Raw records:
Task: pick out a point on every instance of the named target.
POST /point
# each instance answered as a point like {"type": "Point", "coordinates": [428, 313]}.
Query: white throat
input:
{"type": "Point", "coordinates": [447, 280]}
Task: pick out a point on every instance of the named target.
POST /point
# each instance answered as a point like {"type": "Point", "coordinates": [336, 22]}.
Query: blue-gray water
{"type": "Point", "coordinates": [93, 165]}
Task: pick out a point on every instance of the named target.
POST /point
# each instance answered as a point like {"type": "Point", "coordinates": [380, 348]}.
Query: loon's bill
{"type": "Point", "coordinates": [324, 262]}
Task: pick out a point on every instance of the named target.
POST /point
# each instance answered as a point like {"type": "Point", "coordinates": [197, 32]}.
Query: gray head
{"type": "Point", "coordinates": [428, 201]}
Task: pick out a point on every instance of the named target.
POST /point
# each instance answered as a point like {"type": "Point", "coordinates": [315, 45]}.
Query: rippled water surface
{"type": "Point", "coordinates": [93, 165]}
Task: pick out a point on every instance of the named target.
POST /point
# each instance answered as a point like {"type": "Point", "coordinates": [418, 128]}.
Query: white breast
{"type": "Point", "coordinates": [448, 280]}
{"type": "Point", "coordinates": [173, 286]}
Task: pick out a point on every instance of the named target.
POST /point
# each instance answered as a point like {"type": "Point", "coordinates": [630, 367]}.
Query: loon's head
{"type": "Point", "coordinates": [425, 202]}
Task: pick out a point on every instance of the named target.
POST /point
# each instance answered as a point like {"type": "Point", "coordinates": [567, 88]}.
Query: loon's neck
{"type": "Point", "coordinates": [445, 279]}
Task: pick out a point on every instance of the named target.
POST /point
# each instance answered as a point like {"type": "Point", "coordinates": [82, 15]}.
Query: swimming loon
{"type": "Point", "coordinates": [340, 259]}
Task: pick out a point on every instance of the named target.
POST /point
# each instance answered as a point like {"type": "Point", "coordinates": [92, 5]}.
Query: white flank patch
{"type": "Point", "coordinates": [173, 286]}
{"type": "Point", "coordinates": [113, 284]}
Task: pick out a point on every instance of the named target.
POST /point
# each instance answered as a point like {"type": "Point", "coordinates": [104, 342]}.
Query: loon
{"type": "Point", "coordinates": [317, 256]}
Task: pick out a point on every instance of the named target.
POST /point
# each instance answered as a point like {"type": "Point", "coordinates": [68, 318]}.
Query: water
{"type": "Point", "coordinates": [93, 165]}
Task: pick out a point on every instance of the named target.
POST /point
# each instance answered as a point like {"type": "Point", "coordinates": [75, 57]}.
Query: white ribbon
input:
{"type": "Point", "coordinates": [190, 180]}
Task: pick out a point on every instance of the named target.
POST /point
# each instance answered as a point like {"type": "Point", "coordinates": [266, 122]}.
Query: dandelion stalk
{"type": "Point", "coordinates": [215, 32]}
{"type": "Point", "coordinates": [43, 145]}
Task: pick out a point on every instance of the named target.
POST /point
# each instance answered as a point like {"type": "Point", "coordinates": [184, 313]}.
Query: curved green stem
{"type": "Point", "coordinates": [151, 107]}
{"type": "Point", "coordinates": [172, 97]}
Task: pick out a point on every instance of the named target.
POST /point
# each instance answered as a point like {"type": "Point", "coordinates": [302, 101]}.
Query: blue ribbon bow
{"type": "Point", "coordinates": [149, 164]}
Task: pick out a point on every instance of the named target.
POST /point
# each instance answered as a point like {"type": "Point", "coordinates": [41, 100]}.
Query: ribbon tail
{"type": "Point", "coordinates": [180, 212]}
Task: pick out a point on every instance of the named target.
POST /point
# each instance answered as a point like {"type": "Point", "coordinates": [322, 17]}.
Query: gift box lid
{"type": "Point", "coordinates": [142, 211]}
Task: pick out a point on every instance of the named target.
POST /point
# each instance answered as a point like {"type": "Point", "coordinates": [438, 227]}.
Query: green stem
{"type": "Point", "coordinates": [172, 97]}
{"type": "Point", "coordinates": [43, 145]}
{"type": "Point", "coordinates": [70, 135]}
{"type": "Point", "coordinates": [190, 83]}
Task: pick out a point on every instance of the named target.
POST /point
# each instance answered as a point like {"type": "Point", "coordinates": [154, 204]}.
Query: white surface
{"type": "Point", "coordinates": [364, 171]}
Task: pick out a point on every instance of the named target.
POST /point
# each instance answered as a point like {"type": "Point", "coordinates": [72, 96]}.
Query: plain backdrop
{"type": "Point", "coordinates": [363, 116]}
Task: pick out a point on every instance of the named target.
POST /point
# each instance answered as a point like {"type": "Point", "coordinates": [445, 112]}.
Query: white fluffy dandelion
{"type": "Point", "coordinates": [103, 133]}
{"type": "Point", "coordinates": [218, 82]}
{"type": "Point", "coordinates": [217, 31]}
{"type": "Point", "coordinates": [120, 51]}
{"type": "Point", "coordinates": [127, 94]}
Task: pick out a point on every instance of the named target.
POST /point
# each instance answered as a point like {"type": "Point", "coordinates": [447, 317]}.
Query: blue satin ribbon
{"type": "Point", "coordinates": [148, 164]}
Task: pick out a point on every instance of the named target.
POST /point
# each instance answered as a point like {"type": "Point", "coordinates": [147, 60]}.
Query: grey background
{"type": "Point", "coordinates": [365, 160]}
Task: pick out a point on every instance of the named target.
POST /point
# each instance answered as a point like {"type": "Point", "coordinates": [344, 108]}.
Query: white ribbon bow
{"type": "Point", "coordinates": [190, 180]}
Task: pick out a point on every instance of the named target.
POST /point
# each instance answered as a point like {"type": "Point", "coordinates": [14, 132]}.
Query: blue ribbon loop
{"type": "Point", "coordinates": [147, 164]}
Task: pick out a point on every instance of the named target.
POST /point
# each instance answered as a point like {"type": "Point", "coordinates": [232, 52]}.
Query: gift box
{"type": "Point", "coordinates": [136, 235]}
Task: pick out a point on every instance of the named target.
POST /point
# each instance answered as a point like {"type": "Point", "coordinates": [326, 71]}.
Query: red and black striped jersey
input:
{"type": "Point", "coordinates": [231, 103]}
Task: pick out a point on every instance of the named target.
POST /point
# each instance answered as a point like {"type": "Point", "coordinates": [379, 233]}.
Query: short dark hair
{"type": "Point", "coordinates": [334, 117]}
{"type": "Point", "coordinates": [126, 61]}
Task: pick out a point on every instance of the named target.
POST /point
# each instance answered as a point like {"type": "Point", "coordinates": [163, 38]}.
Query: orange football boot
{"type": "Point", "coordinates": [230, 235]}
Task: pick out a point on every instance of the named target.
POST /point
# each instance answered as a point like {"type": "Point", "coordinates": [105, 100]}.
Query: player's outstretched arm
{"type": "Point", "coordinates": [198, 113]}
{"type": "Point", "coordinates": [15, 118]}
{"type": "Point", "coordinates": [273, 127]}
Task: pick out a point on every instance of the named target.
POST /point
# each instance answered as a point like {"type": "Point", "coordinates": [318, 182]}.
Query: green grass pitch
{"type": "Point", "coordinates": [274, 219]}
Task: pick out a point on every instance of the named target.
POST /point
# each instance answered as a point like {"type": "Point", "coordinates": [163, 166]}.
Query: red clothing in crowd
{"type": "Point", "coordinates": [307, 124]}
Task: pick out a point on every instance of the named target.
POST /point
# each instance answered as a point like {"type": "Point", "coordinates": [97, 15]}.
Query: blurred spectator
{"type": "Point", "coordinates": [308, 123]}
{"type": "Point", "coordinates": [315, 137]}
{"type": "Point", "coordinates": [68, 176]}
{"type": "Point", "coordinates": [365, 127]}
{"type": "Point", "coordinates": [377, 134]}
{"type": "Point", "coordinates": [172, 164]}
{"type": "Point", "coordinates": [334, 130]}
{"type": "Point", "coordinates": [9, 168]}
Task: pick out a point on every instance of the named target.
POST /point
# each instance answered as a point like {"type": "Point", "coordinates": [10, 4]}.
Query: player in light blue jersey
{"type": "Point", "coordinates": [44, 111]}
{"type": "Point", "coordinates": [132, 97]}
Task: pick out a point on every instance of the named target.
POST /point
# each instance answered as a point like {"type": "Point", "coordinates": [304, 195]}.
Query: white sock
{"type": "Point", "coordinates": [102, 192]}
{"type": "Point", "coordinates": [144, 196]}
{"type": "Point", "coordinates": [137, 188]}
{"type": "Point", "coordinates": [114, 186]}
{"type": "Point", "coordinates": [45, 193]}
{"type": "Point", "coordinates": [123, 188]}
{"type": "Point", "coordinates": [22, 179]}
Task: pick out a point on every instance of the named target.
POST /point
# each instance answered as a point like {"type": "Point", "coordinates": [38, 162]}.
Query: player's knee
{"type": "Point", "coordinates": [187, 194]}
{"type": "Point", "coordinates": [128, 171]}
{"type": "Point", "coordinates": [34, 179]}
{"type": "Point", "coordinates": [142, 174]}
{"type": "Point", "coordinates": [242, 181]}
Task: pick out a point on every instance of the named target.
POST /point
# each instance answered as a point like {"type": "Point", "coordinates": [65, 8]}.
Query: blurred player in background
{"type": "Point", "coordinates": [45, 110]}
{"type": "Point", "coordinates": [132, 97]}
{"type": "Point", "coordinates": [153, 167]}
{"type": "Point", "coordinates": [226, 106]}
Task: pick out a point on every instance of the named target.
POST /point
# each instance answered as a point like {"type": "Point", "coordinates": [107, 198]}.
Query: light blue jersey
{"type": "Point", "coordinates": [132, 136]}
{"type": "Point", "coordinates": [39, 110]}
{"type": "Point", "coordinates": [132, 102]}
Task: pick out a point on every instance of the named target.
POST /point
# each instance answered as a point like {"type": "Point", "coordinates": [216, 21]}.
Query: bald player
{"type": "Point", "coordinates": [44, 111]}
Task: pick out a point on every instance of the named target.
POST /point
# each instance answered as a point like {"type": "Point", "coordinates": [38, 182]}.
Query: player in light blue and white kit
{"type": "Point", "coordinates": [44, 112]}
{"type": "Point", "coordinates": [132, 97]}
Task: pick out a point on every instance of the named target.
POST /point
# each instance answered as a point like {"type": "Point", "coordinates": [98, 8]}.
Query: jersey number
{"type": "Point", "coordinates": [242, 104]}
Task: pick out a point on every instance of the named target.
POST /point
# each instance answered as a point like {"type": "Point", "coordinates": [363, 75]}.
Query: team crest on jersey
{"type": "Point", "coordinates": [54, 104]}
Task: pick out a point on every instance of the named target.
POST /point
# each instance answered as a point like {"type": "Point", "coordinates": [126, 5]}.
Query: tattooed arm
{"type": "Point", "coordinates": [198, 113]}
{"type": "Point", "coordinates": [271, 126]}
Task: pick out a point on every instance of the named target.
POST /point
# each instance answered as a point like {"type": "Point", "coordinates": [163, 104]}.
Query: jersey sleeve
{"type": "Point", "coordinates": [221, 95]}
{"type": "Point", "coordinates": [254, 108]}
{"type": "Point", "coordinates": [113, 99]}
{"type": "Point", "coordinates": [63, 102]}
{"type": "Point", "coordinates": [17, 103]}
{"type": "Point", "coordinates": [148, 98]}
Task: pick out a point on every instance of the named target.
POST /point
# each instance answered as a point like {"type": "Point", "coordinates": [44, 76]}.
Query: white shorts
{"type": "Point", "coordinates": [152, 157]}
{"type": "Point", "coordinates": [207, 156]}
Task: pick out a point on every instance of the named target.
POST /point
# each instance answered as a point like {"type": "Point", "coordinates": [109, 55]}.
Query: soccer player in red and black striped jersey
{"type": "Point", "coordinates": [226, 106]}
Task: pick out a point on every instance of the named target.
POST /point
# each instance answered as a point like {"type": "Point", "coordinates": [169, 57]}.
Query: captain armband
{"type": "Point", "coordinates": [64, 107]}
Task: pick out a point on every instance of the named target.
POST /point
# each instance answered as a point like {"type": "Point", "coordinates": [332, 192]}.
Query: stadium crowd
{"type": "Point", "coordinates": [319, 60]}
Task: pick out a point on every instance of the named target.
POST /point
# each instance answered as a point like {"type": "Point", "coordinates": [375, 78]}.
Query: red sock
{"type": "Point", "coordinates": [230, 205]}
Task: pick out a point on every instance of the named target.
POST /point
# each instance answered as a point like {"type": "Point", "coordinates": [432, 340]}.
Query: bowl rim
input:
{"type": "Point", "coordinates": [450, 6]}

Task to complete: State how many lines in the data above contain the string "ribbon", counting only matches with the same capitalization. Give the number alone.

Full solution: 6